## [SELECTED PASSAGE]
----------------
Cameron's original treatment ending deviates from Aliens in interesting ways, starting from the moment the trio of Ripley, Newt and Hicks arrive at the landing zone late in the sequel’s action. The android Bishop radios and informs the group he is unable to land in case the titular aliens pursuing them make it off the moon due to the risky maneuver. Ripley unleashes her fury on the android who ignores her and flies off, leaving them to die after he notes Ripley was right to distrust him all along. Now stranded with no means of escape, the trio makes a run for the Atmosphere Processor, hoping to unearth the colony shuttle. Then - in an admittedly imperfect plan - Ripely and Hicks inject themselves with atropine, letting the Xenomorphs catch them and bring them to the same location Hudson was dragged off to earlier so they can hopefully find the shuttle.
----------------
## [ASSIGNED TASK A]
Answer these questions about the passage on Cameron's original ending for Aliens:
(i) Who radios the group and says he cannot land?
(ii) Where does the trio run after being stranded?
(iii) What do Ripley and Hicks inject themselves with?
## [ASSIGNED TASK B]
Pick up the passage on Cameron's original ending for Aliens after its final sentence and write what comes next.

(Dataset entries)
----------------
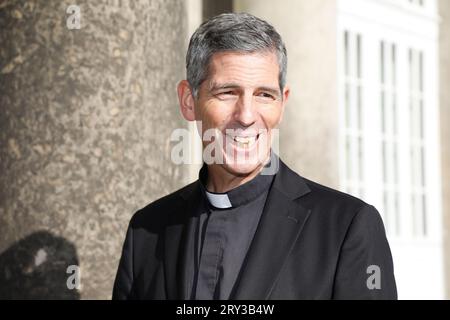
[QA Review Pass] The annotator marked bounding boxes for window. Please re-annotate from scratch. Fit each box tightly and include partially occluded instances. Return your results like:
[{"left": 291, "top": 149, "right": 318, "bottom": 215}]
[
  {"left": 337, "top": 0, "right": 444, "bottom": 299},
  {"left": 408, "top": 49, "right": 427, "bottom": 236},
  {"left": 344, "top": 31, "right": 364, "bottom": 197},
  {"left": 380, "top": 41, "right": 401, "bottom": 235}
]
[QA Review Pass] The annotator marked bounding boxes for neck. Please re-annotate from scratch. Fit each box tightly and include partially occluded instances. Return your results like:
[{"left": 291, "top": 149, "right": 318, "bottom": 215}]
[{"left": 206, "top": 152, "right": 269, "bottom": 193}]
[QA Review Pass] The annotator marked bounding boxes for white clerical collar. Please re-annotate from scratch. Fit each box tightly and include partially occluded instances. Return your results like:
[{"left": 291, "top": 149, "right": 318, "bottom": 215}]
[{"left": 206, "top": 191, "right": 232, "bottom": 209}]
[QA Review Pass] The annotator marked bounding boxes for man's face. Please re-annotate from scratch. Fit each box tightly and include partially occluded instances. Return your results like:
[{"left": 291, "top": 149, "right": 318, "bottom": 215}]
[{"left": 195, "top": 52, "right": 289, "bottom": 175}]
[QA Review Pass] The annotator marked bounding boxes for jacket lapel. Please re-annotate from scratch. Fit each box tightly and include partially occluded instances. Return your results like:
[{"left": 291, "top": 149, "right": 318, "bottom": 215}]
[
  {"left": 164, "top": 160, "right": 310, "bottom": 300},
  {"left": 230, "top": 161, "right": 310, "bottom": 300}
]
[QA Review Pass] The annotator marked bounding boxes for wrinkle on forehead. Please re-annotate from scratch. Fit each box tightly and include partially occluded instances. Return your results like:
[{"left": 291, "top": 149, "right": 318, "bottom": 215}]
----------------
## [RESPONSE AREA A]
(i) The android Bishop.
(ii) The Atmosphere Processor.
(iii) Atropine.

## [RESPONSE AREA B]
When Ripley awakens and saves herself and Newt, she finds Hicks impregnated with a chest-burster and he orders her to escape and leave him to die. The pair follow his advice, with the exhaust heat of the shuttle destroying the egg chamber (and presumably what’s left of Hicks) as they blast off. The atmosphere processor soon follows suit in the explosive original finale that, while dramatic, was probably a little too bleak. However, while the character may have been spared by the action of Aliens, Alien 3 soon killed off Hicks and Newt with little fanfare in a move that Cameron claimed to hate (although he would later steal the trope for his Terminator sequel Dark Fate).